- **GIVEN TASK**: Please lay out the lines of the material between the one holding "of the white" and the one holding "Target: modern high-rise building", inclusive, as a Markdown table with the columns Row and Entry. Give each line its own row number, and leave out blank lines.

- **SUPPLIED ENTRIES**:

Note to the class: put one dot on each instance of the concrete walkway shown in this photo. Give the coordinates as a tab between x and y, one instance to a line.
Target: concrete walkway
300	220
--
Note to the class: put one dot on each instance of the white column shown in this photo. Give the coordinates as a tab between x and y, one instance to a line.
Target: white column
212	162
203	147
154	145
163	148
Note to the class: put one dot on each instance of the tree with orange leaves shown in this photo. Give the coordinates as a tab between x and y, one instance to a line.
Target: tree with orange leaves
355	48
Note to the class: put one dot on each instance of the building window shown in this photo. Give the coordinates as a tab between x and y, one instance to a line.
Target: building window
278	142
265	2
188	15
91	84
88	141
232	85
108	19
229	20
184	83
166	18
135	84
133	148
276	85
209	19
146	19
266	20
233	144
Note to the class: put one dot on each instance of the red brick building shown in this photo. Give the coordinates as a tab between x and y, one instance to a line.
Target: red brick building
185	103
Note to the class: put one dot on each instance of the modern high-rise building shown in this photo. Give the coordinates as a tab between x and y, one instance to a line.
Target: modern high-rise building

- **ANSWER FOR THE TASK**:
| Row | Entry |
|---|---|
| 1 | Note to the class: put one dot on each instance of the white column shown in this photo. Give the coordinates as a tab between x and y, one instance to a line. |
| 2 | Target: white column |
| 3 | 212	162 |
| 4 | 203	147 |
| 5 | 154	145 |
| 6 | 163	148 |
| 7 | Note to the class: put one dot on each instance of the tree with orange leaves shown in this photo. Give the coordinates as a tab between x and y, one instance to a line. |
| 8 | Target: tree with orange leaves |
| 9 | 355	48 |
| 10 | Note to the class: put one dot on each instance of the building window shown in this photo. Give the coordinates as a tab between x and y, one instance to a line. |
| 11 | Target: building window |
| 12 | 278	142 |
| 13 | 265	2 |
| 14 | 188	15 |
| 15 | 91	84 |
| 16 | 88	141 |
| 17 | 232	85 |
| 18 | 108	19 |
| 19 | 229	20 |
| 20 | 184	83 |
| 21 | 166	18 |
| 22 | 135	84 |
| 23 | 133	148 |
| 24 | 276	85 |
| 25 | 209	19 |
| 26 | 146	19 |
| 27 | 266	20 |
| 28 | 233	144 |
| 29 | Note to the class: put one dot on each instance of the red brick building shown in this photo. Give the coordinates as a tab between x and y, one instance to a line. |
| 30 | Target: red brick building |
| 31 | 185	103 |
| 32 | Note to the class: put one dot on each instance of the modern high-rise building shown in this photo. Give the coordinates as a tab between x and y, one instance to a line. |
| 33 | Target: modern high-rise building |